Reproduce all of the records below word for word, leaving nothing out.

(Point-based annotation data)
## start

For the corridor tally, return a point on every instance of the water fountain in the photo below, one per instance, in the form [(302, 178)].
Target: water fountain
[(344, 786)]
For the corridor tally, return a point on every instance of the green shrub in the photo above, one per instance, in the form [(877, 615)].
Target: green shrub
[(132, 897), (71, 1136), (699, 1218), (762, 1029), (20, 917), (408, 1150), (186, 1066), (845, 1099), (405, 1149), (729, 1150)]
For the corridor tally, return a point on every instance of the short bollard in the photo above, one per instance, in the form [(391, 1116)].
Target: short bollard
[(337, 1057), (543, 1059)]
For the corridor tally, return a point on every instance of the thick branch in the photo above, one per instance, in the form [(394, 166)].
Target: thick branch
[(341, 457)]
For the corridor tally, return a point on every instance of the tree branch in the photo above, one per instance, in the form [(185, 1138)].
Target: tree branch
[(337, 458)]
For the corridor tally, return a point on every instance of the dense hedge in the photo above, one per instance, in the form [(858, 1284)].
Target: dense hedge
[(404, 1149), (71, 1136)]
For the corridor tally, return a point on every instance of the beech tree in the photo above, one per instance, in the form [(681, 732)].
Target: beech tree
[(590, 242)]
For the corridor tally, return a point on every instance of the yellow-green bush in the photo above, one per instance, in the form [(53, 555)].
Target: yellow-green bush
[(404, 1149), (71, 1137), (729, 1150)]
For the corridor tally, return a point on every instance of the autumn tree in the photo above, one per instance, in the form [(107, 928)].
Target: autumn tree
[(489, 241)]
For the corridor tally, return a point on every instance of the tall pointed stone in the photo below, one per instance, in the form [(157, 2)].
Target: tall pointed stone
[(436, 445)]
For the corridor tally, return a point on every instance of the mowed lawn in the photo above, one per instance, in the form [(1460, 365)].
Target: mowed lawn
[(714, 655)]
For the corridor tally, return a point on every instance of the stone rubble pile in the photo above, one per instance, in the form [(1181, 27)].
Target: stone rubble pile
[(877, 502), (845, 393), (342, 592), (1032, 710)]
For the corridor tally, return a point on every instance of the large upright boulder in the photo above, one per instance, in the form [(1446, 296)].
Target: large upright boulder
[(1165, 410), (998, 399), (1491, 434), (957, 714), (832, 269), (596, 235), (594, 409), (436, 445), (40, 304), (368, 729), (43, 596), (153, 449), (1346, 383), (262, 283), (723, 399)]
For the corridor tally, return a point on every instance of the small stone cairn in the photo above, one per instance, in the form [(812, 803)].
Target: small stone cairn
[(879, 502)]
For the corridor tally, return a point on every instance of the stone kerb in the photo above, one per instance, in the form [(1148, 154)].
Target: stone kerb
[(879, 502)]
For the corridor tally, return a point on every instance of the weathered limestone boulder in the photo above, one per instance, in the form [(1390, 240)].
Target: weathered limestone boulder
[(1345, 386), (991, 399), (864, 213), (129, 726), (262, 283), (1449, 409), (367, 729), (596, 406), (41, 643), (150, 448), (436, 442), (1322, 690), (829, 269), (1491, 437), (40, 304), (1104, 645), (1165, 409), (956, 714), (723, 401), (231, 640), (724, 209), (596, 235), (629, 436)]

## end

_Response below_
For the corridor tally, return a point on every instance of the water fountain in the photo below, one per instance, in the form [(302, 178)].
Target: water fountain
[(344, 786)]
For the corridor tally, return a point on every instance of the green shrub in the photo above, one per instance, in the form [(877, 615)].
Target: green shrub
[(132, 897), (71, 1136), (699, 1218), (762, 1029), (20, 917), (408, 1150), (186, 1066), (845, 1099), (405, 1149), (729, 1150)]
For the corridor tally, return a point on every instance of the short bollard in the photo above, one per instance, in the form [(391, 1116)].
Target: short bollard
[(337, 1057), (543, 1059)]
For the corridor tally, return a point on every instance of the thick branch in the photo above, one per instance, in the form [(394, 166)].
Target: thick branch
[(341, 457)]
For the corridor tally, return a point on every instance of the tree branch in the photo above, one per instance, in the form [(185, 1138)].
Target: tree branch
[(337, 458)]
For the corridor tally, return a point on every instance of the dense hedge in the photo above, one per instance, in the form [(858, 1284)].
Target: dense hedge
[(404, 1149), (71, 1136)]
For the corridor tally, return a point on every instance of the beech tree in the photo above, one per instance, in the form [(681, 732)].
Target: beech tree
[(590, 242)]
For the corridor tally, return a point on every instance of the yellow-green bush in the photo above, one per instance, in the form [(53, 555)].
Target: yellow-green bush
[(404, 1149), (71, 1137), (729, 1150)]
For the corridor tally, return a point on every instance of the autumn tree in the photo above, one per instance, in the form [(107, 928)].
Target: autumn tree
[(489, 241)]
For the corridor tally, return a point on every instance of the tall pointed stone in the photo below, one per instance, in the form [(157, 2)].
Target: tall pointed stone
[(436, 445)]
For the corridor tally, return a point on every instance of the mowed lawn in the photo above, one per instance, in the form [(1460, 365)].
Target: mowed lawn
[(714, 655)]
For the corridor tally, return a point on every instance of the stone rubble pile in the photo above, one per instance, in the form [(1181, 27)].
Target: stone rubble pile
[(877, 502), (845, 393), (342, 592), (1032, 710)]
For the corridor tally, return a point on every instance of the large upright boulder in the photo above, one per instance, in the form [(1446, 296)].
Target: large upright boulder
[(1165, 410), (998, 399), (1491, 434), (957, 714), (832, 269), (596, 235), (594, 409), (436, 445), (40, 304), (368, 729), (43, 596), (153, 449), (1346, 383), (262, 283), (723, 399)]
For the corridor tally, return a point on every instance of the small stone cairn in the photo above, one per instance, in the form [(812, 803)].
Target: small stone cairn
[(879, 502)]
For the corridor tally, return a point on every instance of the stone kerb in the photo above, one per instance, in the form [(1148, 154)].
Target: stone kerb
[(879, 502)]
For the corridor tally, return a point on every instance of the weathered limestone boulder in the photo above, one per instance, in the form [(1390, 240)].
Target: weathered limestone boulder
[(1345, 386), (991, 399), (864, 213), (129, 726), (262, 283), (1449, 409), (367, 729), (596, 406), (41, 643), (150, 448), (436, 442), (1322, 690), (829, 269), (1491, 437), (40, 304), (1104, 645), (1165, 409), (956, 714), (723, 401), (231, 640), (724, 209), (596, 235), (629, 436)]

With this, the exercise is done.